Это одно из самых древних поселений на Двине, в летописях упоминается раньше Москвы. Здесь жило племя чуди — тоймичи (по летописи — «тоймици»), родственное современным коми и удмуртам. В XIII веке городки этого племени называли «тоймокары», а на языке коми «кар» — город, удмуртов — «городище». В Удмуртии есть река Тойма. По Уставной новгородской грамоте 1137 года Тойма платила десятину новгородскому епископу. При Иване IV здесь была учреждена «земская изба». Она вершила суд над простыми людьми, вела торговые дела, раскладку и сбор податей и повинностей среди населения.
В XIX веке Верхняя Тойма — волостное село. В 1859 году в нем числилось шесть дворов с 55 жителями, две церкви, училище и удельный приказ. Село окружали деревушки Ермолинская, Ручьевская, Горка, Сумарокове, Савинская Бармиха (ныне Усть-Паленьга). Некоторые из них входят теперь в районный центр.
В глубокую древность ушло время племени тоймичей, в далекое историческое прошлое отошли земские избы, а удельный приказ под другим названием остался в памяти живых свидетелей властвования на тоемской земле удела, перечеркнутого только социалистической революцией.

Строки для определения местоположения:
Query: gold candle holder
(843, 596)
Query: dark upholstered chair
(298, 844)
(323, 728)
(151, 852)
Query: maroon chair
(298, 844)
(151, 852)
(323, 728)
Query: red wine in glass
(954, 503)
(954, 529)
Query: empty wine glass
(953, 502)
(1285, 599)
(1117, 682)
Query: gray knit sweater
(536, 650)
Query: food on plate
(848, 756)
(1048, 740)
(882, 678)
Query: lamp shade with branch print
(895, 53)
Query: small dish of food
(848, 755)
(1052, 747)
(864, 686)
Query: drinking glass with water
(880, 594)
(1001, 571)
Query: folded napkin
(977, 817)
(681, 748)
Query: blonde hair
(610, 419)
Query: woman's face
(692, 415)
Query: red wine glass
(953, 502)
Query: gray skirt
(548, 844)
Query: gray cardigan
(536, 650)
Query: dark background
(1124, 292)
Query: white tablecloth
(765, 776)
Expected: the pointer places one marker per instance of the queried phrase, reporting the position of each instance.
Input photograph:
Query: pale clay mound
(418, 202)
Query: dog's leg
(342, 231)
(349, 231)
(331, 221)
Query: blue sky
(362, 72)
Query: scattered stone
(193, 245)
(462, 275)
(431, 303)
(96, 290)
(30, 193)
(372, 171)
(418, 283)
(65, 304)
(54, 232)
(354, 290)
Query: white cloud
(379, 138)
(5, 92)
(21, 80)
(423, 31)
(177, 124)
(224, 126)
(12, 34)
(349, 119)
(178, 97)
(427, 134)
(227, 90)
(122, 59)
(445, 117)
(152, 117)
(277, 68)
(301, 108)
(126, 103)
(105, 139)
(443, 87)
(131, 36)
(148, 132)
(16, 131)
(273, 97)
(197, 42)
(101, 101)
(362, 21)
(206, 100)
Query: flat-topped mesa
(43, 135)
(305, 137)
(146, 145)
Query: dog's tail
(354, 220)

» **ЧТО СДЕЛАТЬ**
**1)** Перепиши без изменений часть строк: от той, в которой стоит «Query: red wine glass», до самой последней строки, включая обе.
**2)** Допиши текст об истории Верхней Тоймы дальше, начиная сразу после его последнего предложения.

» **ОТВЕТЫ**
**1)**
Query: red wine glass
(953, 502)
Query: gray skirt
(548, 844)
Query: gray cardigan
(536, 650)
Query: dark background
(1124, 292)
Query: white tablecloth
(765, 776)
Expected: the pointer places one marker per instance of the queried phrase, reporting the position of each instance.
Input photograph:
Query: pale clay mound
(418, 202)
Query: dog's leg
(342, 231)
(349, 231)
(331, 221)
Query: blue sky
(362, 72)
Query: scattered stone
(193, 245)
(462, 275)
(431, 303)
(96, 290)
(30, 193)
(372, 171)
(418, 283)
(65, 304)
(54, 232)
(354, 290)
Query: white cloud
(379, 138)
(5, 92)
(21, 80)
(423, 31)
(177, 124)
(224, 126)
(12, 34)
(349, 119)
(178, 97)
(427, 134)
(227, 90)
(122, 59)
(445, 117)
(152, 117)
(277, 68)
(301, 108)
(126, 103)
(105, 139)
(443, 87)
(131, 36)
(148, 132)
(16, 131)
(273, 97)
(197, 42)
(101, 101)
(362, 21)
(206, 100)
Query: flat-topped mesa
(43, 135)
(305, 137)
(146, 145)
Query: dog's tail
(354, 220)

**2)**
На подходе к пристани Нижняя Тойма на высоком берегу в окружении старых деревьев виден дом не крестьянского типа. До революции здесь жил удельный барин. Так в народе называли чиновника, управляющего удельным имением. В районе Верхней и Нижней Тоймы, Борка, Двинского Березника и по Ваге из государственных лесов в XVIII веке были выделены имения царскому двору, которыми ведал департамент уделов министерства двора. Отсюда и название — удельные имения.
На усадьбе Красная Горка в Нижней Тойме было 23 строения. Кроме барского, стояли дома урядника и писаря, амбары, скотные дворы, сараи, баня… В барском доме — девять комнат с двадцать одним окном. Большую часть года в нем жили двое — барин с женой. Обслуживали их повар, три прислуги и дворник. Сын одной из служанок Федор Кузнецов помнит, как барыня чистоту полов проверяла белым носовым платком и придирками вгоняла служанок в слезы.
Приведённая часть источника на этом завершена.